** Set exercise **
Reproduce each of the following rows in full, replacing every occurrence of "instance" with "object" and leaving all other text unchanged.

** Raw records **
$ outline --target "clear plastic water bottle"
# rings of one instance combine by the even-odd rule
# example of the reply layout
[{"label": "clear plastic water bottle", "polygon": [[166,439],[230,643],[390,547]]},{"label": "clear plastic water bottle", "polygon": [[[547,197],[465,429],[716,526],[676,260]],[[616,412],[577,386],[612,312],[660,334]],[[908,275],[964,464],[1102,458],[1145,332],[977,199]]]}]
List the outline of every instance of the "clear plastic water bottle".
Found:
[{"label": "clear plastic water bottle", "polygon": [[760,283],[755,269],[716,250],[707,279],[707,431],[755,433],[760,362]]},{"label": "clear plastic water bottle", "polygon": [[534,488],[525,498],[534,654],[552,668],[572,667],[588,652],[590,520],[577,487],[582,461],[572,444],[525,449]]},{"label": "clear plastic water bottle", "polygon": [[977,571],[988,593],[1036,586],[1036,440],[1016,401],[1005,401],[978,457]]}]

** Task answer **
$ outline --target "clear plastic water bottle"
# rings of one object combine by the even-odd rule
# example of the reply layout
[{"label": "clear plastic water bottle", "polygon": [[166,439],[230,643],[390,547]]},{"label": "clear plastic water bottle", "polygon": [[[547,197],[465,429],[716,526],[676,260]],[[616,412],[577,386],[612,312],[660,334]],[[908,275],[964,464],[1102,458],[1145,332],[977,199]]]}]
List the outline of every object of the "clear plastic water bottle".
Found:
[{"label": "clear plastic water bottle", "polygon": [[760,283],[755,269],[716,250],[707,279],[707,431],[755,433],[760,362]]},{"label": "clear plastic water bottle", "polygon": [[534,488],[525,498],[534,654],[552,668],[572,667],[588,652],[590,520],[577,487],[582,461],[572,444],[525,449]]},{"label": "clear plastic water bottle", "polygon": [[977,571],[988,593],[1036,586],[1036,440],[1016,401],[1005,401],[978,457]]}]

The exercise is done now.